## 練習題組
1. 依據講解 ipc_init_proc_interface 相關函式與結構體的閱讀短文，回答下列問題：
(a) 呼叫時傳給第二個引數 mode 的值是什麼，它代表什麼？
(b) 依 kfree 的註解，若 @objp 為 NULL，會發生什麼？
(c) struct proc_dir_entry 中，count 欄位旁的註解寫的是什麼？
2. 請寫出講解 ipc_init_proc_interface 相關函式與結構體的閱讀短文的後續內容，從短文最後一行之後接著寫。

## 閱讀短文
────

第一個引數path，path是從ipc_init_proc_interface函式接收來的路徑，在該路徑下建立目錄。

第二個引數 mode，在呼叫的時候傳入的引數為S_IRUGO表示全域性可讀，也即許可權是400 040 004.

第三個引數 parent，標識是否有父目錄。

kfree釋放記憶體

/**
 * kfree - free previously allocated memory
 * @objp: pointer returned by kmalloc.
 *
 * If @objp is NULL, no operation is performed.
 *
 * Don't free memory not originally allocated by kmalloc()
 * or you will run into trouble.
 */
void kfree(const void *objp)
{
kmem_cache_t *c;
unsigned long flags;


if (unlikely(!objp))
return;
local_irq_save(flags);
kfree_debugcheck(objp);
c = page_get_cache(virt_to_page(objp));
__cache_free(c, (void*)objp);
local_irq_restore(flags);
}
EXPORT_SYMBOL(kfree);

上述ipc_init_proc_interface函式中呼叫的pro_dir_entry結構體

struct proc_dir_entry {
unsigned int low_ino;
unsigned short namelen;
const char *name;
mode_t mode;
nlink_t nlink;
uid_t uid;
gid_t gid;
unsigned long size;
struct inode_operations * proc_iops;
struct file_operations * proc_fops;
get_info_t *get_info;
struct module *owner;
struct proc_dir_entry *next, *parent, *subdir;
void *data;
read_proc_t *read_proc;
write_proc_t *write_proc;
atomic_t count;/* use count */
int deleted; /* delete flag */
void *set;
};

inode_opreations結構體

struct inode_operations {
int (*create) (struct inode *,struct dentry *,int, struct nameidata *);
struct dentry * (*lookup) (struct inode *,struct dentry *, struct nameidata *);
int (*link) (struct dentry *,struct inode *,struct dentry *);
int (*unlink) (struct inode *,struct dentry *);
int (*symlink) (struct inode *,struct dentry *,const char *);
int (*mkdir) (struct inode *,struct dentry *,int);
int (*rmdir) (struct inode *,struct dentry *);
int (*mknod) (struct inode *,struct dentry *,int,dev_t);
int (*rename) (struct inode *, struct dentry *,
struct inode *, struct dentry *);
int (*readlink) (struct dentry *, char __user *,int);
void * (*follow_link) (struct dentry *, struct nameidata *);
void (*put_link) (struct dentry *, struct nameidata *, void *);
void (*truncate) (struct inode *);
int (*permission) (struct inode *, int, struct nameidata *);
int (*setattr) (struct dentry *, struct iattr *);
int (*getattr) (struct vfsmount *mnt, struct dentry *, struct kstat *);
int (*setxattr) (struct dentry *, const char *,const void *,size_t,int);
ssize_t (*getxattr) (struct dentry *, const char *, void *, size_t);
ssize_t (*listxattr) (struct dentry *, char *, size_t);
int (*removexattr) (struct dentry *, const char *);
};

其中目錄資訊的結構體dentry

struct dentry {
atomic_t d_count;
unsigned int d_flags;/* protected by d_lock */
spinlock_t d_lock;/* per dentry lock */
struct inode *d_inode;/* Where the name belongs to - NULL is
* negative */
/*
* The next three fields are touched by __d_lookup.  Place them here
* so they all fit in a cache line.

────

## 擷取資料
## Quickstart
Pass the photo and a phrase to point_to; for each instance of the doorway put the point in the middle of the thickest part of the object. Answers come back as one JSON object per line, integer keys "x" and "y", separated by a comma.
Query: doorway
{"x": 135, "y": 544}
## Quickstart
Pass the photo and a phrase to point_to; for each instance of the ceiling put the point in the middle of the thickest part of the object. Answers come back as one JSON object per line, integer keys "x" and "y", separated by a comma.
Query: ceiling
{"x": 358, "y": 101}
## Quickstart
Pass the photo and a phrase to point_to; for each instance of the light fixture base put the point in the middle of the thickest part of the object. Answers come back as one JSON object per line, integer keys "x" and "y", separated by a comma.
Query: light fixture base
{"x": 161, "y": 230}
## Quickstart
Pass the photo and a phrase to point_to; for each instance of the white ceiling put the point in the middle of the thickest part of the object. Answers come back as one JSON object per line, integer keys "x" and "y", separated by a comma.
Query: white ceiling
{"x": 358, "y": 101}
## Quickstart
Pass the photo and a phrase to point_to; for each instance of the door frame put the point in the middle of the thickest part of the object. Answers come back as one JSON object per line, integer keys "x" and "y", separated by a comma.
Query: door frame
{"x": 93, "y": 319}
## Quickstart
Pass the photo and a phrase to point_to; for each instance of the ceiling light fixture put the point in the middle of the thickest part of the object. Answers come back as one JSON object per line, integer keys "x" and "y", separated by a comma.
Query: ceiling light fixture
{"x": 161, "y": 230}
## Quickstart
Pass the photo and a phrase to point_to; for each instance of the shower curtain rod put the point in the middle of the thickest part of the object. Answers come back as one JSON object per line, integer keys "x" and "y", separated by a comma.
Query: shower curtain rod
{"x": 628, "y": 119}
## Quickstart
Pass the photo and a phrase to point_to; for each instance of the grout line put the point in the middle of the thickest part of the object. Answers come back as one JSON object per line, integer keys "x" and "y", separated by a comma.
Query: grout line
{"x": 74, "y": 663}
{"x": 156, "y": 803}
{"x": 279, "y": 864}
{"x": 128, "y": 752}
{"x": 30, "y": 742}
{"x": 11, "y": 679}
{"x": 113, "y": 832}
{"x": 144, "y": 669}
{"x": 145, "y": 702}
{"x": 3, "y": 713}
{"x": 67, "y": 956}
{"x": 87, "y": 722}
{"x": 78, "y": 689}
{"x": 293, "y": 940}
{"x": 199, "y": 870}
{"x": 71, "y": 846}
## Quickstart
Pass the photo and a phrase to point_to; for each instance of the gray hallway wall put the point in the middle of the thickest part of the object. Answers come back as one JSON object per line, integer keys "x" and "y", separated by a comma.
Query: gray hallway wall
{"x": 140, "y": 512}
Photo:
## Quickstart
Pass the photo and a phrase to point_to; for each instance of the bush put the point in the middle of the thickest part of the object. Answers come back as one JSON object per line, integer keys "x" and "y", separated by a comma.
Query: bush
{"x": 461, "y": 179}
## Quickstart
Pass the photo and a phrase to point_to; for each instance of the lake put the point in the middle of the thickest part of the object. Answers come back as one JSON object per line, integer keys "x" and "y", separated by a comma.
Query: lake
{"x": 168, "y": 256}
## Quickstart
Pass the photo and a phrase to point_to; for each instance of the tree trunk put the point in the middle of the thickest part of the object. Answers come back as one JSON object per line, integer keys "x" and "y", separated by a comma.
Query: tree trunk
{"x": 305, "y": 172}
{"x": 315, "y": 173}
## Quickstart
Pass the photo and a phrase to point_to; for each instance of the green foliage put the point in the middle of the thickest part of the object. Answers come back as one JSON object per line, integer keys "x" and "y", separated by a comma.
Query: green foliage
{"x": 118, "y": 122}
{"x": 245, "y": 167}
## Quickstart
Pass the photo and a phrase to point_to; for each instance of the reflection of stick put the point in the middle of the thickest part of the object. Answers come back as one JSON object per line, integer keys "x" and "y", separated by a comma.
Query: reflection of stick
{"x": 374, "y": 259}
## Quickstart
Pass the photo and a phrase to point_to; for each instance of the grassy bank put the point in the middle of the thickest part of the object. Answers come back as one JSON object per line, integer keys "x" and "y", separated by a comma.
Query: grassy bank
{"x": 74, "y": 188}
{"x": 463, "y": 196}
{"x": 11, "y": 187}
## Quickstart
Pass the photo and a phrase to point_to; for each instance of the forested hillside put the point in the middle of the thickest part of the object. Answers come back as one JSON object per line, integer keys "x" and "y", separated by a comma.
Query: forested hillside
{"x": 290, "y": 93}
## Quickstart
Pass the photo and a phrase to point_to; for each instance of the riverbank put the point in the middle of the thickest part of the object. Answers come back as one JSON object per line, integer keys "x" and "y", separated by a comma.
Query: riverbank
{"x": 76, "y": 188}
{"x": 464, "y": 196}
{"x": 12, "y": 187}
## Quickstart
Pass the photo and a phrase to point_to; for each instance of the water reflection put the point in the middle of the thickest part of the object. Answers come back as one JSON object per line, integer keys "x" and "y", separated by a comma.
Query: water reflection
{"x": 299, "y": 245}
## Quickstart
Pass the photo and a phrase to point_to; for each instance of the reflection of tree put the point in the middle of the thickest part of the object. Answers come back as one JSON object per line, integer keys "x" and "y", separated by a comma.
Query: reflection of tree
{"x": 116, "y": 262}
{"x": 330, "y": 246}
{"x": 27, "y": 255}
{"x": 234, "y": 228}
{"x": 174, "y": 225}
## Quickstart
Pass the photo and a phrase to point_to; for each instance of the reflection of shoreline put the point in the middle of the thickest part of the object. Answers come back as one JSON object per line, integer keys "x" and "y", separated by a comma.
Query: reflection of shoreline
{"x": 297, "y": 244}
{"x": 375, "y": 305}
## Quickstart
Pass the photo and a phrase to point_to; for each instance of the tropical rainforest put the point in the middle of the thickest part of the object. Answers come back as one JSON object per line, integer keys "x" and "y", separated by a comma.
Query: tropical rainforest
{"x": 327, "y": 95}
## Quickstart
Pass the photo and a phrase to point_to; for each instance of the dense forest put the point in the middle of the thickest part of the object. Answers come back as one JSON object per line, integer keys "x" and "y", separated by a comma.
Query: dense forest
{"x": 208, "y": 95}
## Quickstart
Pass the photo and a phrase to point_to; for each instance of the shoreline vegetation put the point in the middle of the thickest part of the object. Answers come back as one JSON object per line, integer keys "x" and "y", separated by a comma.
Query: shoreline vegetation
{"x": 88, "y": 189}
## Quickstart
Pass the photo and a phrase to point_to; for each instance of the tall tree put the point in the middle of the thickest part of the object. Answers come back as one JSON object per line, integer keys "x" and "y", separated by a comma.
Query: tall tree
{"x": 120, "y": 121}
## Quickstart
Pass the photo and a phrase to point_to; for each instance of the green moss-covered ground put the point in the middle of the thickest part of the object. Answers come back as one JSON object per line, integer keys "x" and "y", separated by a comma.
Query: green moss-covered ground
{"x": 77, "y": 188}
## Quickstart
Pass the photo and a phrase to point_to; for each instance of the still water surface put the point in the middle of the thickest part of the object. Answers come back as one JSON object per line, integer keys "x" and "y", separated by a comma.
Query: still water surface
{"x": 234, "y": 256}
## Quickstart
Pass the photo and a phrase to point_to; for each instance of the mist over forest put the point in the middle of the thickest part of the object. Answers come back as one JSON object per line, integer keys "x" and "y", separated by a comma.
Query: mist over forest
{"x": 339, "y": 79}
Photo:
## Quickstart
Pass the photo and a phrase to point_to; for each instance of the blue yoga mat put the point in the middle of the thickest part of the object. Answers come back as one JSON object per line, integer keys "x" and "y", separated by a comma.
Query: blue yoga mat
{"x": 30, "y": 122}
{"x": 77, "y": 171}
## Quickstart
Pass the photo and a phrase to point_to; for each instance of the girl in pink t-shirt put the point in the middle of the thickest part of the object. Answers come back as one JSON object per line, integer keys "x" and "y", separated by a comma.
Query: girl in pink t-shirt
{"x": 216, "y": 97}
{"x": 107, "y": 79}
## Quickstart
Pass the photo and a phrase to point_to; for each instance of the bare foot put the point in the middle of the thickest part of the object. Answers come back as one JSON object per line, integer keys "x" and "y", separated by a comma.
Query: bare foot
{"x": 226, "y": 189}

────

## 參考解答
1.
(a) 傳入的是 S_IRUGO，表示全域性可讀，也就是許可權為 400 040 004。
(b) 不執行任何操作（no operation is performed）。
(c) use count。

2.
*/
struct hlist_node d_hash;/* lookup hash list */
struct dentry *d_parent;/* parent directory */
struct qstr d_name;


struct list_head d_lru;/* LRU list */
struct list_head d_child;/* child of parent list */
struct list_head d_subdirs;/* our children */
struct list_head d_alias;/* inode alias list */
unsigned long d_time;/* used by d_revalidate */
struct dentry_operations *d_op;
struct super_block *d_sb;/* The root of the dentry tree */
void *d_fsdata;/* fs-specific data */
  struct rcu_head d_rcu;
struct dcookie_struct *d_cookie; /* cookie, if any */
int d_mounted;
unsigned char d_iname[DNAME_INLINE_LEN_MIN];/* small names */
};
dentry_opreations結構體
struct dentry_operations {
int (*d_revalidate)(struct dentry *, struct nameidata *);
int (*d_hash) (struct dentry *, struct qstr *);
int (*d_compare) (struct dentry *, struct qstr *, struct qstr *);
int (*d_delete)(struct dentry *);
void (*d_release)(struct dentry *);
void (*d_iput)(struct dentry *, struct inode *);
};


/* the dentry parameter passed to d_hash and d_compare is the parent
 * directory of the entries to be compared. It is used in case these
 * functions need any directory specific information for determining
 * equivalency classes.  Using the dentry itself might not work, as it
 * might be a negative dentry which has no information associated with
 * it */


/*
locking rules:
big lock dcache_lock d_lock   may block
d_revalidate: nono no       yes
d_hash no no no       yes
d_compare: no yes yes      no
d_delete: no yes no       no
d_release: no no no       yes
d_iput: no no no       yes
 */

結構體ipc_proc_iface

struct ipc_proc_iface*iface;

struct ipc_proc_iface {
const char *path;
const char *header;
struct ipc_ids *ids;
int (*show)(struct seq_file *, void *);
};

其中涉及的ipc_ids和seq_file在上面已提到。

跟蹤到sysvipc_shm_proc_show函式

static int sysvipc_shm_proc_show(struct seq_file *s, void *it)
{
struct shmid_kernel *shp = it;
char *format;


#define SMALL_STRING "%10d %10d  %4o %10u %5u %5u  %5d %5u %5u %5u %5u %10lu %10lu %10lu\n"
#define BIG_STRING   "%10d %10d  %4o %21u %5u %5u  %5d %5u %5u %5u %5u %10lu %10lu %10lu\n"


if (sizeof(size_t) <= sizeof(int))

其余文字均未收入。